Repeat the listing below word for word, leaving nothing out.

■ Data excerpts:

BEGIN

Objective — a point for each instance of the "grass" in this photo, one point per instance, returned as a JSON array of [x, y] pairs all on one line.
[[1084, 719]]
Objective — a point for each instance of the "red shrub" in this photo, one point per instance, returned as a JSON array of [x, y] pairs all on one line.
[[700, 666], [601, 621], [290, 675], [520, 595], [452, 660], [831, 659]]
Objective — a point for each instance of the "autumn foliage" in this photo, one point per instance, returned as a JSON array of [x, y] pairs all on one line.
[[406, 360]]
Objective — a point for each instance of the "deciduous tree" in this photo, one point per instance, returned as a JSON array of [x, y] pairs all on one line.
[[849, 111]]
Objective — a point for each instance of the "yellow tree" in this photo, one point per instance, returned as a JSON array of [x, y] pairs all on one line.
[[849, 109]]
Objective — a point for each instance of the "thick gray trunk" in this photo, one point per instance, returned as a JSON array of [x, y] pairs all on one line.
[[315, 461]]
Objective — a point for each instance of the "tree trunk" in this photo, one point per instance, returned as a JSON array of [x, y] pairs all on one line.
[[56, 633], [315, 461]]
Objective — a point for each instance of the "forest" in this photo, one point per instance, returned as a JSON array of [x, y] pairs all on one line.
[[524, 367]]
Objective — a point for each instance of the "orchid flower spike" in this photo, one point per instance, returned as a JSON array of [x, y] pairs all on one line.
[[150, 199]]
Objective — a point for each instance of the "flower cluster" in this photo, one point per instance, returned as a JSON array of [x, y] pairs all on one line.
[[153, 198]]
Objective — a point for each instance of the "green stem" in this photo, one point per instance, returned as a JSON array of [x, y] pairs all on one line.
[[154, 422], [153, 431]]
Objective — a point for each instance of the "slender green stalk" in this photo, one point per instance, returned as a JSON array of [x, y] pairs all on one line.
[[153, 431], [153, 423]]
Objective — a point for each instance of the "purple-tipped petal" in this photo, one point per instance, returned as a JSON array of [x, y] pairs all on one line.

END

■ Expected answer:
Objective — a point for each instance of the "grass" in this photo, one point per instance, returned as a JSON array of [x, y] pairs all on one line.
[[1084, 719]]
Objective — a point for each instance of the "red shrub" in this photo, one point per instance, returned as a JSON array of [x, y] pairs all on one line.
[[700, 666], [601, 621], [290, 675], [520, 595], [452, 660], [831, 659]]
Objective — a point for each instance of the "autumn foliage" in this photo, one point per instance, returned as a JSON array of [x, y] pairs all on one line.
[[406, 360]]
Objective — a point for each instance of the "deciduous tree" in this photo, one point per instance, returned as a JSON array of [x, y] pairs all on one line.
[[849, 111]]
Objective — a point for each instance of the "yellow tree" in this photo, one point per instance, returned as a JSON array of [x, y] pairs all on one line.
[[849, 109]]
Objective — a point for each instance of the "thick gray trunk" in this photo, one point per instance, returned as a JSON array of [x, y] pairs all on one line.
[[315, 461]]
Objective — a point for each instance of the "tree trunk" in this photo, one point per instance, returned as a JSON array of [x, y] pairs all on one line.
[[56, 633], [315, 461]]
Objective — a point for each instance of the "forest" in this photo, one point per instance, returned as a JSON array of [x, y] pairs all on one line.
[[524, 367]]
Objective — a point for each instance of the "orchid flower spike" in this photo, one point per instance, returned as a JSON array of [x, y] pairs all on one line.
[[150, 199]]
Objective — a point for each instance of the "flower cluster" in this photo, one point per instance, returned as a JSON array of [x, y] pairs all on one line.
[[153, 198]]
Objective — a point for each instance of the "green stem" in this photo, one point per instance, returned as a JSON array of [x, y] pairs all on one line.
[[154, 422], [153, 431]]
Objective — a point for each instance of the "slender green stalk" in this photo, one point per instance, returned as a JSON array of [x, y] pairs all on one line.
[[153, 431], [153, 423]]
Objective — a point for each instance of the "purple-tipped petal" in this photo, one point per instance, returned as a JSON array of [x, y] pairs all on one line.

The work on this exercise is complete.